(Object position labeling entries)
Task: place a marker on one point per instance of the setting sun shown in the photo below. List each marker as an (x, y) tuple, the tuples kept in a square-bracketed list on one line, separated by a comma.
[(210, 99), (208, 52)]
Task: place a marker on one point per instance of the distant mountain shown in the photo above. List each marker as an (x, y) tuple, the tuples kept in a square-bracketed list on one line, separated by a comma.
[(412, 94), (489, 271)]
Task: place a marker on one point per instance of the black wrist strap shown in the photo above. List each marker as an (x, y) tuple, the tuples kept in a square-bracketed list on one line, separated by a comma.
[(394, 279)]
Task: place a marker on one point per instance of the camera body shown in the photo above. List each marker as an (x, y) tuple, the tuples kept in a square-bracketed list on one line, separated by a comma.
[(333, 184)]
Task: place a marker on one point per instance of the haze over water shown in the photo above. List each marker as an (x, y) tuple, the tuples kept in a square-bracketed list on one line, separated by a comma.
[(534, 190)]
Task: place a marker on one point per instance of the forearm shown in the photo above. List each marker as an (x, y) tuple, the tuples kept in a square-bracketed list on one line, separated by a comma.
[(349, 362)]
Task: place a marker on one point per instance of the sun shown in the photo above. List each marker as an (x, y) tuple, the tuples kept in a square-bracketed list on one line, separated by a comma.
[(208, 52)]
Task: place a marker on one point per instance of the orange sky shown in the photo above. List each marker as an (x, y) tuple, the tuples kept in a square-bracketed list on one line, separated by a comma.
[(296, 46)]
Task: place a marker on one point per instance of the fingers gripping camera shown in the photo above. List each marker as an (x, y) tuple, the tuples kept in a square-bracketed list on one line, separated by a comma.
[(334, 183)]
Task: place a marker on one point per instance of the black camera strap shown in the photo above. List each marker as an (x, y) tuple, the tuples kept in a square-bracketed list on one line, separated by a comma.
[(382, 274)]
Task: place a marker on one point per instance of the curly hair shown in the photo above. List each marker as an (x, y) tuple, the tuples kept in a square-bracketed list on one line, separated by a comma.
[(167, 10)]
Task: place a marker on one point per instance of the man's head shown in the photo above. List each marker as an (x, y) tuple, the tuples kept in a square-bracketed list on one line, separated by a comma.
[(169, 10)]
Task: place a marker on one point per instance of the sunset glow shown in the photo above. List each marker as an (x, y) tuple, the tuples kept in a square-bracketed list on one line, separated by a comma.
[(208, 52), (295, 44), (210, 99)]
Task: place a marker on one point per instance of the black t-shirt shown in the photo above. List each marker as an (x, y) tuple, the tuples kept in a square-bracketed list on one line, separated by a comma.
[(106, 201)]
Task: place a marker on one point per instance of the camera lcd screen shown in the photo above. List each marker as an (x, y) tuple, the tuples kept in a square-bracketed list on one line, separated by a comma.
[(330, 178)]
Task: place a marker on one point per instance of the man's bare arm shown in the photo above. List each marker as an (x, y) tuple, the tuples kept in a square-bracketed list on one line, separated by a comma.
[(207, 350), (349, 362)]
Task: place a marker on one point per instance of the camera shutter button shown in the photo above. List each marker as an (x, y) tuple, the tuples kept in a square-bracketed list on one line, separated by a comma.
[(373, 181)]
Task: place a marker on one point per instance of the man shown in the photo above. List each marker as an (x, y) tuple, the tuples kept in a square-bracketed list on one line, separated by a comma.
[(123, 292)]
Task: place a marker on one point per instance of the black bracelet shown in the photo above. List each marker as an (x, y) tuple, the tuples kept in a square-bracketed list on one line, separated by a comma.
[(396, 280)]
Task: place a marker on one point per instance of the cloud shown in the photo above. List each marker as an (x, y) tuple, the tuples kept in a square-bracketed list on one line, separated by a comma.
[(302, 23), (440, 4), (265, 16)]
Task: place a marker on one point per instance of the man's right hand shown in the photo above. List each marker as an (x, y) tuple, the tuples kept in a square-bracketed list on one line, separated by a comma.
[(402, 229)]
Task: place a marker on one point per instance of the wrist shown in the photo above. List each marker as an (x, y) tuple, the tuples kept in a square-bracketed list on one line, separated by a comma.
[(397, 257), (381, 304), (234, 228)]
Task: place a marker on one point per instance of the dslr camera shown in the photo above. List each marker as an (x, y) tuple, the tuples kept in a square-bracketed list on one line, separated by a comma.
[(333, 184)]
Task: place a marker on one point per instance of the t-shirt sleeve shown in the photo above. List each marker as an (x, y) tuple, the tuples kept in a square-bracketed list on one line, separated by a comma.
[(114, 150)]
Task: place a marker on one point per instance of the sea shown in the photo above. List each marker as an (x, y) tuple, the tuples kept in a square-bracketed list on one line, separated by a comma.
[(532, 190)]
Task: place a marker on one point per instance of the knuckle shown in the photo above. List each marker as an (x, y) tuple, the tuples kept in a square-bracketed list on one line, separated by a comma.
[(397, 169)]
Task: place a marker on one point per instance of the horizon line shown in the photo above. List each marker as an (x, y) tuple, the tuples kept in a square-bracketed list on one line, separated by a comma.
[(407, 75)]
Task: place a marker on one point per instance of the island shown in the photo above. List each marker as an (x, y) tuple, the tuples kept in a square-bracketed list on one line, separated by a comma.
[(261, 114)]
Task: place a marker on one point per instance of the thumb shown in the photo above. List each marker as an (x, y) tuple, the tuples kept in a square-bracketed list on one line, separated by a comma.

▶ **TASK INSTRUCTIONS**: Reproduce verbatim every line of the data above, from the line containing "of the island" down to the last line of the data, with both ends included.

▶ **SOLUTION TO THE EXERCISE**:
Task: place a marker on one point per instance of the island shown in the photo above. List each marker as an (x, y) tuple, the tuples kept in a square-bracketed list on one line, separated by a comma.
[(261, 114)]
Task: place a marker on one point per instance of the thumb shown in the photo above. List each marker as an (x, y) tuple, the tuples kept in a square-bracketed list on one line, separated by a comma.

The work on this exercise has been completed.